> _Stated exercise_
Copy out each of the entries below word for word, omitting the pictures.
── Records supplied
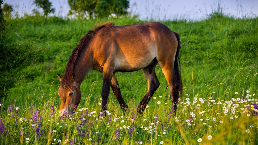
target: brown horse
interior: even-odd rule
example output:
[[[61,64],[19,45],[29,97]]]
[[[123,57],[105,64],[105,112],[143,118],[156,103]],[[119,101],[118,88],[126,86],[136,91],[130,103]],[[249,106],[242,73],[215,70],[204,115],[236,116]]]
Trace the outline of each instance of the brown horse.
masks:
[[[61,115],[66,111],[73,112],[72,106],[78,105],[80,100],[81,84],[92,69],[103,73],[101,111],[104,112],[107,110],[110,86],[122,110],[128,111],[115,72],[141,69],[149,88],[137,109],[141,113],[159,85],[155,72],[158,63],[168,84],[175,113],[179,94],[182,93],[182,87],[178,34],[156,22],[121,26],[110,22],[98,26],[96,23],[94,27],[95,30],[88,32],[72,51],[63,77],[57,74],[61,81],[58,92],[61,101]]]

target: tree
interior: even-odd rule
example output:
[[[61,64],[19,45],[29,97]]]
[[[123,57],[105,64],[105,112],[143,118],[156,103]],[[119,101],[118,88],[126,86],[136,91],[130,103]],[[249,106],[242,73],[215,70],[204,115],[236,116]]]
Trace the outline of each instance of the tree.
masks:
[[[3,3],[0,0],[0,99],[14,86],[17,73],[36,61],[35,57],[41,50],[33,48],[32,43],[11,44],[2,12]]]
[[[87,16],[90,19],[107,17],[111,14],[126,14],[129,7],[127,0],[68,0],[68,3],[71,9],[69,15],[79,18]]]
[[[39,8],[43,9],[44,15],[47,16],[49,14],[55,12],[55,8],[52,7],[52,3],[49,0],[34,0],[33,4]]]
[[[13,11],[13,6],[5,3],[3,6],[2,11],[4,12],[3,14],[5,17],[10,17],[11,16],[11,13]]]

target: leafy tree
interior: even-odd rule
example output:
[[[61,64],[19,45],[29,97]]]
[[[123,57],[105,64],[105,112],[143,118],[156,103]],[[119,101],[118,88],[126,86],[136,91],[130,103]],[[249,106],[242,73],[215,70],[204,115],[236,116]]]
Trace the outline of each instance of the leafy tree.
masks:
[[[37,60],[35,57],[41,51],[32,49],[32,43],[10,44],[2,12],[3,3],[3,0],[0,0],[0,99],[14,86],[17,73]]]
[[[111,14],[117,15],[127,13],[129,7],[127,0],[68,0],[71,10],[69,15],[75,14],[81,18],[87,16],[107,17]]]
[[[34,0],[33,4],[37,7],[43,9],[44,15],[47,16],[49,14],[55,12],[55,8],[52,7],[52,3],[49,0]]]
[[[2,11],[4,12],[3,14],[5,17],[10,17],[11,16],[11,13],[13,11],[13,6],[5,3],[3,6]]]

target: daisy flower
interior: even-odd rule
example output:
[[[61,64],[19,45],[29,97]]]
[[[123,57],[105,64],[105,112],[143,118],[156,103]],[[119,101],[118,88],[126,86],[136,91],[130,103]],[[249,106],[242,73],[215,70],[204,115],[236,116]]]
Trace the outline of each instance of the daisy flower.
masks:
[[[212,136],[210,135],[208,135],[208,137],[207,138],[209,140],[211,140],[212,138]]]
[[[202,141],[203,139],[201,138],[199,138],[197,140],[197,141],[199,142],[201,142]]]

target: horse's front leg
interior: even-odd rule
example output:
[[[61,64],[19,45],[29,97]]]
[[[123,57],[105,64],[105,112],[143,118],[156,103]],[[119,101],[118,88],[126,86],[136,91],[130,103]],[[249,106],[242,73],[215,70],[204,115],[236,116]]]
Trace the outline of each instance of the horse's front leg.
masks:
[[[109,94],[110,85],[112,79],[113,72],[113,71],[109,69],[105,70],[103,70],[103,84],[101,93],[101,96],[102,98],[101,111],[104,112],[105,116],[106,111],[108,110],[108,98]]]

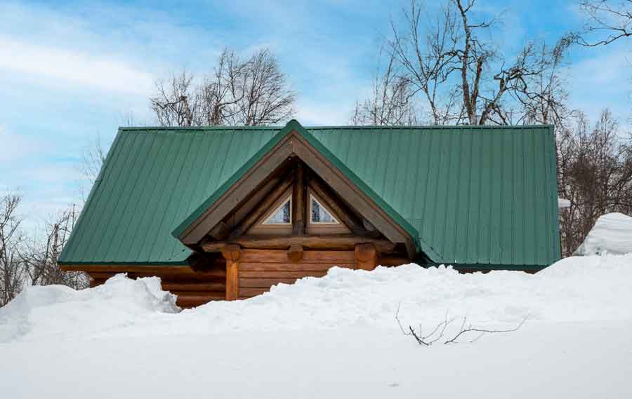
────
> _Task solution_
target: brown horse
interior: even-odd rule
example output:
[[[61,64],[19,45],[29,97]]]
[[[123,57],[105,64],[105,112],[143,118],[156,103]],[[119,101],[118,88],[126,86],[136,91],[130,103]],[[249,106],[242,73],[215,70],[204,115],[236,116]]]
Trace the outline of each instance of the brown horse.
masks:
[[[61,115],[66,111],[73,112],[72,106],[78,105],[80,100],[81,84],[92,69],[103,73],[101,111],[104,112],[107,110],[110,86],[122,110],[128,111],[115,72],[141,69],[149,88],[137,109],[141,113],[159,85],[155,72],[158,63],[168,84],[175,113],[179,94],[182,93],[182,87],[178,34],[156,22],[121,26],[110,22],[98,26],[96,23],[94,27],[95,30],[88,32],[72,51],[63,77],[57,74],[61,81],[58,92],[61,101]]]

target: tree
interior: even-odd rule
example output:
[[[61,64],[19,45],[29,97]]]
[[[123,57],[105,64],[105,112],[143,118],[156,103]],[[119,101],[118,88],[126,86],[136,91],[130,103]],[[249,106],[242,73],[215,70],[204,115],[236,116]]]
Trace the outline of each instance of the tree.
masks:
[[[3,3],[0,0],[0,99],[14,86],[17,73],[36,61],[35,57],[41,50],[33,48],[32,43],[11,44],[2,12]]]
[[[87,16],[90,19],[107,17],[111,14],[126,14],[129,7],[127,0],[68,0],[68,3],[71,9],[69,15],[79,18]]]
[[[39,8],[43,9],[44,15],[47,16],[49,14],[55,12],[55,8],[52,7],[52,3],[49,0],[34,0],[33,4]]]
[[[13,11],[13,6],[5,3],[3,6],[2,11],[4,12],[3,14],[5,17],[10,17],[11,16],[11,13]]]

target: leafy tree
interior: even-odd rule
example output:
[[[61,64],[19,45],[29,97]]]
[[[123,57],[105,64],[105,112],[143,118],[156,103]],[[119,101],[118,88],[126,86],[136,91],[130,103]],[[249,106],[242,73],[215,70],[204,115],[236,116]]]
Trace the outline of each instance of the leafy tree.
masks:
[[[37,60],[35,57],[41,51],[32,49],[32,43],[10,44],[2,12],[3,3],[3,0],[0,0],[0,99],[14,86],[17,73]]]
[[[111,14],[117,15],[127,13],[129,7],[127,0],[68,0],[71,10],[69,15],[75,14],[81,18],[87,16],[107,17]]]
[[[34,0],[33,4],[37,7],[43,9],[44,15],[47,16],[49,14],[55,12],[55,8],[52,7],[52,3],[49,0]]]
[[[2,11],[4,12],[3,14],[5,17],[10,17],[11,16],[11,13],[13,11],[13,6],[5,3],[3,6]]]

target: daisy flower
interior: even-odd rule
example output:
[[[61,64],[19,45],[29,97]]]
[[[123,57],[105,64],[105,112],[143,118],[156,103]],[[119,101],[118,88],[126,86],[136,91],[130,103]],[[249,106],[242,73],[215,70],[204,115],[236,116]]]
Trace the outline of each instance of the daisy flower.
masks:
[[[212,136],[210,135],[208,135],[208,137],[207,138],[209,140],[211,140],[212,138]]]
[[[202,141],[203,139],[201,138],[199,138],[197,140],[197,141],[199,142],[201,142]]]

target: horse's front leg
interior: even-odd rule
example output:
[[[61,64],[19,45],[29,97]]]
[[[123,57],[105,64],[105,112],[143,118],[156,103]],[[119,101],[118,88],[126,86],[136,91],[130,103]],[[249,106],[242,73],[215,70],[204,115],[236,116]]]
Trace the outline of each instance of the horse's front leg.
masks:
[[[109,94],[110,85],[112,79],[113,72],[113,71],[109,69],[105,70],[103,70],[103,84],[101,93],[101,96],[102,98],[101,111],[104,112],[105,116],[106,111],[108,110],[108,98]]]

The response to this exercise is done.